(Rows from a pointing dataset)
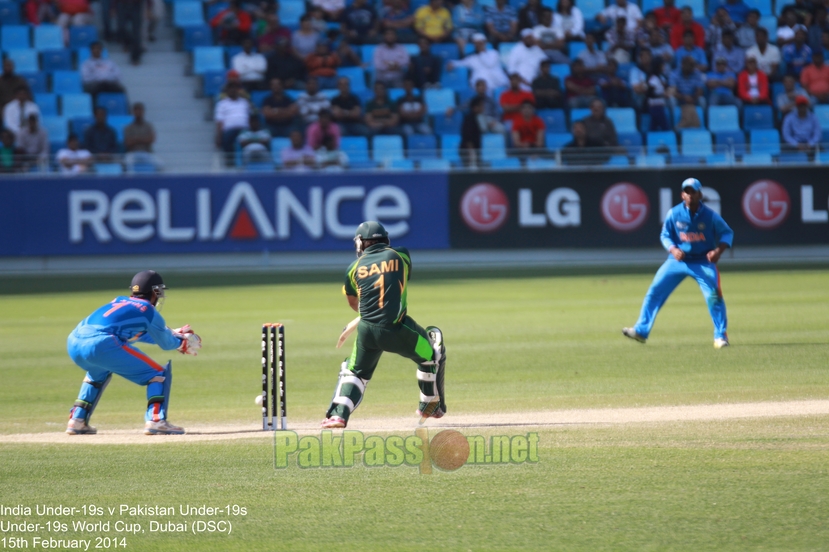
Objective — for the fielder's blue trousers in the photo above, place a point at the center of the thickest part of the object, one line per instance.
(668, 277)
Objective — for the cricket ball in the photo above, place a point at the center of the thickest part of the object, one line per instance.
(449, 450)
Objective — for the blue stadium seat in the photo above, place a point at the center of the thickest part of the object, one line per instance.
(578, 114)
(624, 118)
(14, 37)
(448, 125)
(76, 105)
(449, 146)
(384, 148)
(505, 163)
(196, 35)
(212, 83)
(25, 60)
(456, 79)
(650, 160)
(536, 164)
(66, 82)
(447, 51)
(422, 146)
(47, 103)
(435, 165)
(114, 102)
(439, 100)
(9, 13)
(208, 58)
(356, 75)
(56, 60)
(290, 11)
(765, 141)
(723, 118)
(188, 14)
(758, 117)
(554, 120)
(82, 35)
(37, 81)
(57, 128)
(696, 142)
(757, 159)
(48, 37)
(278, 144)
(556, 140)
(657, 140)
(493, 147)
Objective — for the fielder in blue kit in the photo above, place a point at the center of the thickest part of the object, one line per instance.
(695, 236)
(102, 345)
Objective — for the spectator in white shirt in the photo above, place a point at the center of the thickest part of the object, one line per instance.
(72, 159)
(483, 65)
(525, 58)
(232, 116)
(251, 66)
(99, 74)
(622, 8)
(16, 112)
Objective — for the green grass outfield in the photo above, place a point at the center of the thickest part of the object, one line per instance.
(514, 344)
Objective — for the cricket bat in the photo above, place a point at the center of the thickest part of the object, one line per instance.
(348, 330)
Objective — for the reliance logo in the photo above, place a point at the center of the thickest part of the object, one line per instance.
(135, 215)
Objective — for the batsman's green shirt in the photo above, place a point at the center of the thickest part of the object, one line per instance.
(379, 278)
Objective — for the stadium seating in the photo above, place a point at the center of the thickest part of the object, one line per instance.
(48, 37)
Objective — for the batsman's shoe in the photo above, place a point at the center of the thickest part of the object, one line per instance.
(631, 333)
(333, 422)
(78, 426)
(162, 428)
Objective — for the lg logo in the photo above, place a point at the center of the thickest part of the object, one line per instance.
(625, 207)
(484, 208)
(766, 204)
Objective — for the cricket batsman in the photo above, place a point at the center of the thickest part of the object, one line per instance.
(102, 345)
(695, 236)
(376, 287)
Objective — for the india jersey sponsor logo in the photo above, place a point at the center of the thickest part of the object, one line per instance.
(484, 207)
(766, 204)
(625, 207)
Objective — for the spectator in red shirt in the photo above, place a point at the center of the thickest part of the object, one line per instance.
(528, 129)
(669, 15)
(687, 23)
(512, 99)
(753, 84)
(232, 24)
(580, 88)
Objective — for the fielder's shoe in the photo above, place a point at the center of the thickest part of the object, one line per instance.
(631, 333)
(78, 426)
(162, 428)
(719, 343)
(334, 422)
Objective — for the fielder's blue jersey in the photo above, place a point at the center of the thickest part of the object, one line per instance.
(695, 235)
(128, 319)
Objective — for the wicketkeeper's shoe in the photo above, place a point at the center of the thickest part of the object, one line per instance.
(78, 426)
(333, 422)
(162, 427)
(631, 333)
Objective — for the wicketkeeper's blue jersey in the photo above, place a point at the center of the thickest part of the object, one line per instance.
(129, 319)
(695, 235)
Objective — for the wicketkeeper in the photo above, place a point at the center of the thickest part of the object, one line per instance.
(376, 287)
(101, 345)
(695, 236)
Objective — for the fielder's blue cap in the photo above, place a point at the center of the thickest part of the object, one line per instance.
(692, 183)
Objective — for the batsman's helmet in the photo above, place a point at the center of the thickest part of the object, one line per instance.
(145, 283)
(369, 230)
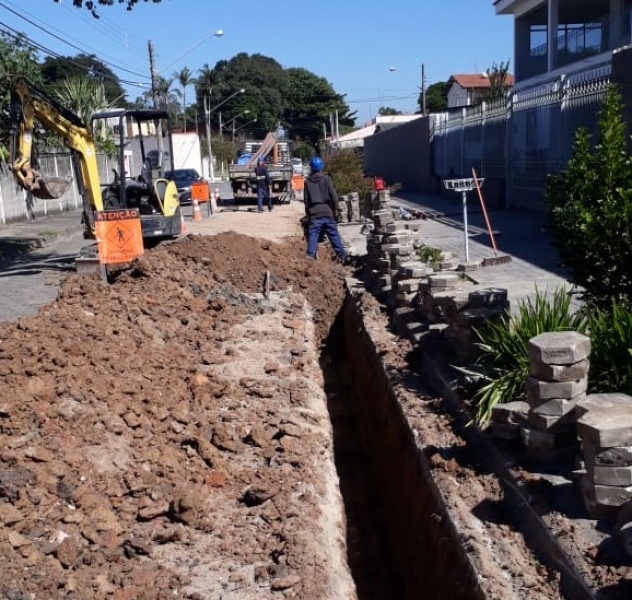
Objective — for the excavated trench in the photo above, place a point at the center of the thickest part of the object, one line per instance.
(401, 543)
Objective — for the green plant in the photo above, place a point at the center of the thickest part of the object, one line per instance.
(346, 169)
(611, 348)
(503, 365)
(429, 255)
(590, 203)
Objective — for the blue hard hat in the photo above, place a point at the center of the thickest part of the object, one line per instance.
(316, 164)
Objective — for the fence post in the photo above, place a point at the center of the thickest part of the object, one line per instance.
(509, 183)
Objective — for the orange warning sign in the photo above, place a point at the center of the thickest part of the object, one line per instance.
(119, 235)
(298, 182)
(200, 191)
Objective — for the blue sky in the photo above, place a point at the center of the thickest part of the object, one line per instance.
(350, 43)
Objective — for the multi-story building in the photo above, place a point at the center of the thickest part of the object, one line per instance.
(564, 36)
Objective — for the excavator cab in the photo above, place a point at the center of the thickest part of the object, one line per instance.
(136, 180)
(145, 153)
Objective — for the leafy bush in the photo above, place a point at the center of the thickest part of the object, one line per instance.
(429, 255)
(611, 348)
(503, 365)
(346, 169)
(590, 204)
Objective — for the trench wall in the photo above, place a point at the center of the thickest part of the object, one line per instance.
(423, 540)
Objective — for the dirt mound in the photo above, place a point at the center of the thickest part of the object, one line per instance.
(160, 437)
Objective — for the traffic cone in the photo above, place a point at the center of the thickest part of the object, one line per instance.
(183, 227)
(197, 213)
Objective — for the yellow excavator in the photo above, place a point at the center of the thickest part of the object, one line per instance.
(145, 147)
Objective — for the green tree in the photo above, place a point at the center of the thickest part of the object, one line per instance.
(81, 66)
(590, 203)
(388, 111)
(310, 100)
(91, 5)
(16, 59)
(436, 97)
(499, 81)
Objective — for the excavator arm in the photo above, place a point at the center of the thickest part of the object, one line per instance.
(29, 103)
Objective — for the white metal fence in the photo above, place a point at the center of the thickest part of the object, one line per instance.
(19, 205)
(522, 139)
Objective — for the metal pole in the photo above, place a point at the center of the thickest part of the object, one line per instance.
(423, 89)
(467, 248)
(208, 137)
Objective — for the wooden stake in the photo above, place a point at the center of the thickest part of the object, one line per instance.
(480, 197)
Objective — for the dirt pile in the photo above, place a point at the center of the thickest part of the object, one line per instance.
(164, 436)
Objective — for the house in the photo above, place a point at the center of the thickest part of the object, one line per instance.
(554, 37)
(355, 139)
(470, 89)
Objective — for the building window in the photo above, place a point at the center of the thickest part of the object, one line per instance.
(537, 40)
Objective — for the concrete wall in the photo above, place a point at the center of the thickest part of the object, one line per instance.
(403, 155)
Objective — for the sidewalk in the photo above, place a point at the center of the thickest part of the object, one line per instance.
(522, 235)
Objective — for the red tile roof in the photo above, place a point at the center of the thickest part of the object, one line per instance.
(476, 81)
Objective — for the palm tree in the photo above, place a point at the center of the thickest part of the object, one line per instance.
(83, 96)
(185, 78)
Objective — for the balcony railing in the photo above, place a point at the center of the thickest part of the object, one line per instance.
(577, 42)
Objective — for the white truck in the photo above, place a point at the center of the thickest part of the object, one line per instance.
(278, 157)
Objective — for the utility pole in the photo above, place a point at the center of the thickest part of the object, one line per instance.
(423, 89)
(152, 70)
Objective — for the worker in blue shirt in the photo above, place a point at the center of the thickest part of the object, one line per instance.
(263, 184)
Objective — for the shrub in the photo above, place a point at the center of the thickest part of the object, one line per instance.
(429, 255)
(590, 203)
(503, 365)
(346, 169)
(611, 348)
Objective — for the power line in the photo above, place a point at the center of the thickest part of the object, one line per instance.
(61, 39)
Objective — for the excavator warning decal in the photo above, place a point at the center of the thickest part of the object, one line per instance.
(119, 235)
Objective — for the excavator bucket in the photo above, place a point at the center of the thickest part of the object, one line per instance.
(50, 188)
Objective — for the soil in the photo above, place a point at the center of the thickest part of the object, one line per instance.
(167, 434)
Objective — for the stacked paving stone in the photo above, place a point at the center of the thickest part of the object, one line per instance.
(437, 297)
(558, 378)
(391, 244)
(407, 280)
(604, 427)
(470, 313)
(350, 208)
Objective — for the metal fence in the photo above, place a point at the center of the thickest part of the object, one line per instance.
(18, 205)
(521, 139)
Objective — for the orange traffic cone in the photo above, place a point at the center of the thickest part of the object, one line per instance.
(197, 213)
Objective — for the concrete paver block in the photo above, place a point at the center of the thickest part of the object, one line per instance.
(546, 372)
(544, 390)
(559, 347)
(602, 402)
(607, 428)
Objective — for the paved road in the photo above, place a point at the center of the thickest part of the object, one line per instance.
(31, 280)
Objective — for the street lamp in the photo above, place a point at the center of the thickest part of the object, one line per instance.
(234, 119)
(242, 126)
(218, 33)
(207, 112)
(421, 88)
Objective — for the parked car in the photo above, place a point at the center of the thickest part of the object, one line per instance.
(183, 178)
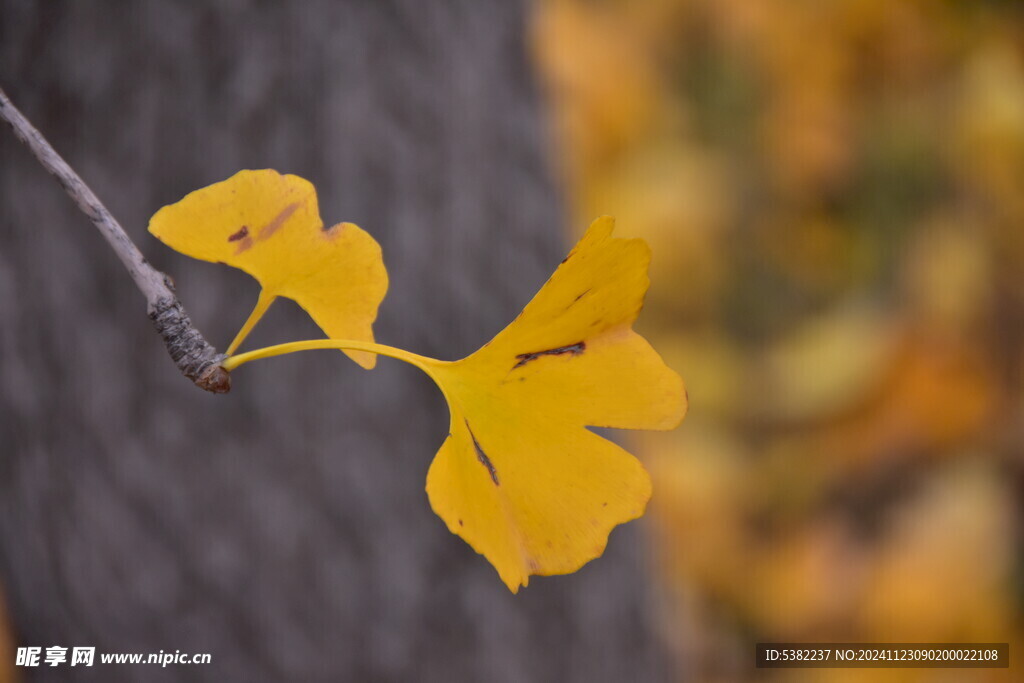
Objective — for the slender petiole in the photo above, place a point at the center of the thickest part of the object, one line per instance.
(421, 361)
(262, 303)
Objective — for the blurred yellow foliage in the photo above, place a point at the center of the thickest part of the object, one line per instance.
(835, 196)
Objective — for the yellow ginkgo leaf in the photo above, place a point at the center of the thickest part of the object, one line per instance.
(520, 477)
(268, 224)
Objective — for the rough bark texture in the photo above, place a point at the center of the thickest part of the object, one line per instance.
(284, 527)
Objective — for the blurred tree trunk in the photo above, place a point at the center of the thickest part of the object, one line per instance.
(284, 528)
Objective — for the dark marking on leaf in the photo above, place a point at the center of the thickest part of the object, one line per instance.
(574, 349)
(482, 457)
(243, 231)
(279, 220)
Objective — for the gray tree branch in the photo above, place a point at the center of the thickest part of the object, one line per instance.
(196, 357)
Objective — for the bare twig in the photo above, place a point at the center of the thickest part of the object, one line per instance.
(194, 355)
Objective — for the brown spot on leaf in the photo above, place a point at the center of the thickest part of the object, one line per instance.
(245, 244)
(574, 349)
(235, 237)
(279, 220)
(482, 457)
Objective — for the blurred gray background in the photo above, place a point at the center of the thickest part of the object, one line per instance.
(284, 527)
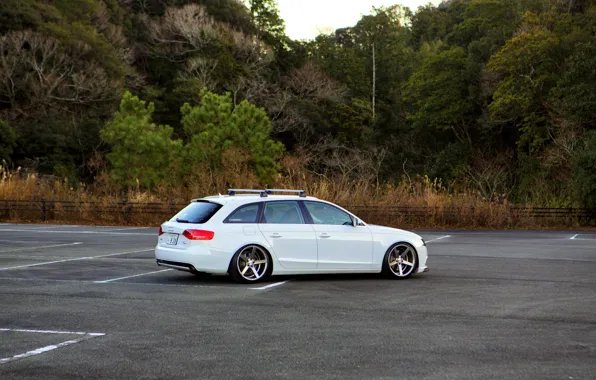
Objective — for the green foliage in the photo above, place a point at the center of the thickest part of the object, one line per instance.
(216, 126)
(438, 92)
(584, 171)
(142, 153)
(471, 91)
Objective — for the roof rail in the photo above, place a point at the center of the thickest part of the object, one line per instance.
(301, 193)
(264, 193)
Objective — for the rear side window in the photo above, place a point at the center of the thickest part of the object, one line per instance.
(323, 213)
(282, 213)
(197, 212)
(244, 214)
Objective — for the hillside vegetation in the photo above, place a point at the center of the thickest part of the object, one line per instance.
(488, 101)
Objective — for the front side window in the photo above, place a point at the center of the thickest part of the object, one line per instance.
(197, 212)
(282, 213)
(323, 213)
(244, 214)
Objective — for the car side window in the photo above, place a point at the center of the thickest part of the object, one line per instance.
(323, 213)
(244, 214)
(282, 213)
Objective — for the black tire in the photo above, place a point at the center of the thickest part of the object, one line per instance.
(402, 249)
(251, 264)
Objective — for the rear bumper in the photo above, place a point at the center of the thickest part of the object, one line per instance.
(199, 259)
(422, 257)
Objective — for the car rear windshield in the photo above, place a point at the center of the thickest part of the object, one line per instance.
(197, 212)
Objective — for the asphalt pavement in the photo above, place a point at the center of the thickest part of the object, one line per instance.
(89, 302)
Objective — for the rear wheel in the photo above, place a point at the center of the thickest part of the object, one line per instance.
(401, 261)
(250, 264)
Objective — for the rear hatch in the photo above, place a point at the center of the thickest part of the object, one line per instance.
(189, 225)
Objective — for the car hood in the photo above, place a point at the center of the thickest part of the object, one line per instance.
(375, 229)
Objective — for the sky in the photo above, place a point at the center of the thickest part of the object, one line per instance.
(305, 18)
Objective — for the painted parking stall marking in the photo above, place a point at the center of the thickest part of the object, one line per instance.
(74, 259)
(270, 285)
(134, 275)
(40, 247)
(439, 238)
(51, 347)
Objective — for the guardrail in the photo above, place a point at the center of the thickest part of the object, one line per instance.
(155, 213)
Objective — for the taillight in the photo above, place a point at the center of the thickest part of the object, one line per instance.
(198, 234)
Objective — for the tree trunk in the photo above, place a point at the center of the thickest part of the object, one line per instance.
(374, 81)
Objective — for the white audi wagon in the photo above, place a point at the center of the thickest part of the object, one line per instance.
(252, 234)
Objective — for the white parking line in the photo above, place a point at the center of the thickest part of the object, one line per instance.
(74, 259)
(439, 238)
(43, 246)
(126, 229)
(53, 332)
(51, 347)
(136, 275)
(75, 232)
(270, 285)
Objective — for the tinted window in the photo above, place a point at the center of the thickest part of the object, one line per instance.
(323, 213)
(244, 214)
(282, 213)
(197, 212)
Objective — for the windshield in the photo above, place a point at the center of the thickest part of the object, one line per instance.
(197, 212)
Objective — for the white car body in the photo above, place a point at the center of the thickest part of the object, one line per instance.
(294, 248)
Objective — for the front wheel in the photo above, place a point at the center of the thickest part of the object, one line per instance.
(250, 264)
(401, 261)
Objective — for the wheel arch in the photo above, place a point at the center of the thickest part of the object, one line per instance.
(272, 259)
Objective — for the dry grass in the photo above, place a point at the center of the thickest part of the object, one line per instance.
(100, 203)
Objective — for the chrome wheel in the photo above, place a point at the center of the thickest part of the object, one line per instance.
(252, 263)
(401, 260)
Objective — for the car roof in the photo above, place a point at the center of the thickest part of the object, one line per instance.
(250, 198)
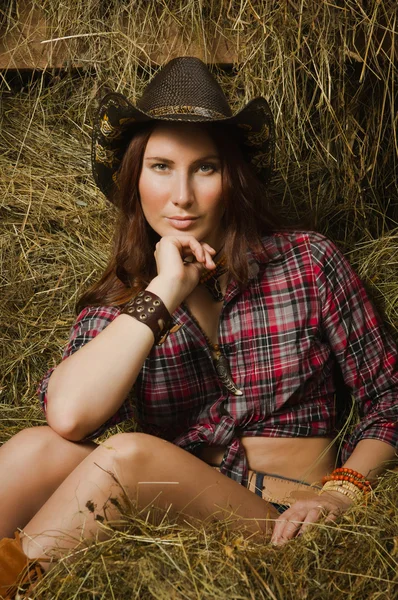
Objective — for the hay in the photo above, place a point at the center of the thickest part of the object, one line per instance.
(328, 72)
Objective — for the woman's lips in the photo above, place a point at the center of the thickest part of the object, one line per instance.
(181, 223)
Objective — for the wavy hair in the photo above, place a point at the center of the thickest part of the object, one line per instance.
(246, 220)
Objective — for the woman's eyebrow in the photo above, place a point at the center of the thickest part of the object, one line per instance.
(167, 160)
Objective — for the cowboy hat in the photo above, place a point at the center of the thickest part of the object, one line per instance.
(183, 90)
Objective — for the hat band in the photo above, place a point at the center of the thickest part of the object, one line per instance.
(185, 110)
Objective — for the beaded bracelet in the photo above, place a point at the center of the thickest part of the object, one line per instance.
(340, 490)
(337, 486)
(149, 309)
(351, 476)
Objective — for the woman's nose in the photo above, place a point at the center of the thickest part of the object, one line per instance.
(183, 191)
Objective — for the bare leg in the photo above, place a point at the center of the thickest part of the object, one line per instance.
(142, 464)
(33, 463)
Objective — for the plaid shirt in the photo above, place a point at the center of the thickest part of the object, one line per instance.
(303, 311)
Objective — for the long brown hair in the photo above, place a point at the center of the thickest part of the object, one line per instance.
(132, 264)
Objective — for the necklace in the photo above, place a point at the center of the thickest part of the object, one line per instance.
(219, 361)
(210, 279)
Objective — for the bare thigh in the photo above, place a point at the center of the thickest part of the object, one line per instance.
(149, 472)
(33, 463)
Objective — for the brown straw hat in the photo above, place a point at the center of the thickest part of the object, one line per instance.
(183, 90)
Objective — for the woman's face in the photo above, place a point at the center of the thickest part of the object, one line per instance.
(180, 184)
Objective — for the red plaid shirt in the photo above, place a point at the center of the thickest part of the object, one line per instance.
(304, 309)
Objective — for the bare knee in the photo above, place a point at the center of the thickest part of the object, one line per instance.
(42, 442)
(134, 450)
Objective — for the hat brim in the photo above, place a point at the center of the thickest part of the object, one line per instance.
(117, 118)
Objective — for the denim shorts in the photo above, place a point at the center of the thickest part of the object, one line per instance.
(257, 481)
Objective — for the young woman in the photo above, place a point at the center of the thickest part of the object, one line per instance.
(216, 330)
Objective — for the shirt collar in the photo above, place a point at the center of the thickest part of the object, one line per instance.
(270, 252)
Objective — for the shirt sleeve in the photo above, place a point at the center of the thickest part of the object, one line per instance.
(362, 345)
(89, 323)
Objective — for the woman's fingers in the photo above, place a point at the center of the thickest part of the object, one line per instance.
(299, 517)
(287, 525)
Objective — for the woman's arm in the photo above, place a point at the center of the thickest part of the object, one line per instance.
(371, 458)
(89, 386)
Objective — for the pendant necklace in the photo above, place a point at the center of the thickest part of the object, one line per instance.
(210, 279)
(220, 362)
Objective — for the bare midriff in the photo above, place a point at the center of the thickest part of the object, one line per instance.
(306, 459)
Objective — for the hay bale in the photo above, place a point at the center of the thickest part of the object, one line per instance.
(318, 64)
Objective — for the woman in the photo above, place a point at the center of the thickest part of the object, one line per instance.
(218, 331)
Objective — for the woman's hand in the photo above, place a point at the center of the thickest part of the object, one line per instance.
(308, 508)
(177, 276)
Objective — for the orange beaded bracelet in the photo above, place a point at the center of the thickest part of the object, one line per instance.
(351, 476)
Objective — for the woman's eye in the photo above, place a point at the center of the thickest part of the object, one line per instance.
(208, 168)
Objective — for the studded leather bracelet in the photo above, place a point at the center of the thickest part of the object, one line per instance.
(149, 309)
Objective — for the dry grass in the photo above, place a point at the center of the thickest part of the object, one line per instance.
(329, 74)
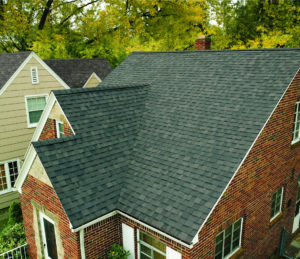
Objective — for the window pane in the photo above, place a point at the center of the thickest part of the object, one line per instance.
(158, 255)
(34, 117)
(3, 183)
(159, 245)
(145, 250)
(13, 172)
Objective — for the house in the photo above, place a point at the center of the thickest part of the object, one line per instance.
(191, 154)
(25, 84)
(78, 73)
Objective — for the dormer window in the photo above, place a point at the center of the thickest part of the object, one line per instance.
(34, 75)
(60, 131)
(296, 133)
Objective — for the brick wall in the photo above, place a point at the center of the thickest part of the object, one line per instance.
(272, 163)
(44, 195)
(99, 237)
(49, 130)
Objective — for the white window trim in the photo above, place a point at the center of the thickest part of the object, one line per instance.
(57, 127)
(33, 125)
(37, 75)
(7, 175)
(240, 241)
(295, 140)
(280, 208)
(147, 245)
(45, 248)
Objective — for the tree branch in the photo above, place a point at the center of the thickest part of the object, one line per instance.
(79, 8)
(45, 14)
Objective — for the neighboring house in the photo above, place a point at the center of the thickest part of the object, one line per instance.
(25, 83)
(191, 154)
(78, 73)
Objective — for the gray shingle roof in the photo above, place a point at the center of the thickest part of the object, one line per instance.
(164, 152)
(9, 63)
(75, 72)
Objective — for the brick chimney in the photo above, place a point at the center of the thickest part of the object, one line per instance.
(202, 43)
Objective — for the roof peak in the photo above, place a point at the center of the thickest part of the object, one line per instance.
(225, 50)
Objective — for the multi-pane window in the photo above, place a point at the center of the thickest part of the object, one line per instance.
(60, 130)
(35, 107)
(296, 133)
(276, 203)
(8, 175)
(34, 75)
(229, 240)
(150, 247)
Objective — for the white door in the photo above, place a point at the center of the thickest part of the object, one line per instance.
(297, 210)
(49, 240)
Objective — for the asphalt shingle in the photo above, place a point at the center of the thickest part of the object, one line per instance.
(75, 72)
(164, 152)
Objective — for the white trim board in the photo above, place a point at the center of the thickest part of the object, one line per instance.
(195, 239)
(93, 74)
(31, 55)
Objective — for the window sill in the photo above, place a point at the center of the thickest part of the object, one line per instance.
(275, 219)
(237, 253)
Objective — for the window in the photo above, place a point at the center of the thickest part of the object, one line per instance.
(229, 240)
(276, 203)
(35, 106)
(8, 175)
(150, 247)
(34, 75)
(60, 131)
(296, 133)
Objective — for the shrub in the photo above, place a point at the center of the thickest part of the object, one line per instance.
(14, 213)
(12, 237)
(118, 252)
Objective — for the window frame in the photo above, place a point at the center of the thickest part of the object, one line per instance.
(33, 125)
(139, 242)
(296, 120)
(57, 122)
(37, 75)
(280, 207)
(240, 239)
(7, 174)
(44, 240)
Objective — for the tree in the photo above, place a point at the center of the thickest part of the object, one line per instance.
(98, 28)
(257, 24)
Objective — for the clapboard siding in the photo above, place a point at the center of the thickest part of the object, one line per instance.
(13, 143)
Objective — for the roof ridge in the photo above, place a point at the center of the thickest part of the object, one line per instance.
(214, 50)
(98, 89)
(74, 59)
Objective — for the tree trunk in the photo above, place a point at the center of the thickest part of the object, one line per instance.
(45, 14)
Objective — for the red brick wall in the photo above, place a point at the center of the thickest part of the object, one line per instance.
(272, 163)
(45, 195)
(49, 130)
(99, 237)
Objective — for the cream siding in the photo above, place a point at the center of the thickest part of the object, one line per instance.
(93, 81)
(13, 115)
(15, 135)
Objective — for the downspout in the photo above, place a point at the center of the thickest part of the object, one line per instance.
(81, 240)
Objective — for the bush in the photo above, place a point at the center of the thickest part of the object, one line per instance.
(118, 252)
(15, 213)
(11, 237)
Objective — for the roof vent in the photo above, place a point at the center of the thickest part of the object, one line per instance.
(202, 43)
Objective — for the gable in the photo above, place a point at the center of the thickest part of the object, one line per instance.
(15, 130)
(93, 81)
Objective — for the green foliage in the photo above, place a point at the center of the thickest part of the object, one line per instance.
(12, 237)
(118, 252)
(101, 28)
(14, 213)
(257, 24)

What you are asked to do — Copy out the lines starting at the one containing "Objective — for the bush" and ending with the last line of the entries. Include nothing else.

Response —
Objective — for the bush in the photo above, place a point at the center of the thickest part of the object, one line per instance.
(118, 252)
(15, 213)
(11, 237)
Objective — for the roof vent in the photo above, place a point at the center of the thickest part of the object, one line per instance.
(202, 43)
Objective — for the gable in the photo above, place a point at the center of the thickest part of the object, one line per instance.
(15, 130)
(93, 81)
Objective — for the green foliage in the photo above, place a point at the center of the thickest part of the object, one line per instance.
(12, 237)
(118, 252)
(101, 28)
(14, 213)
(257, 24)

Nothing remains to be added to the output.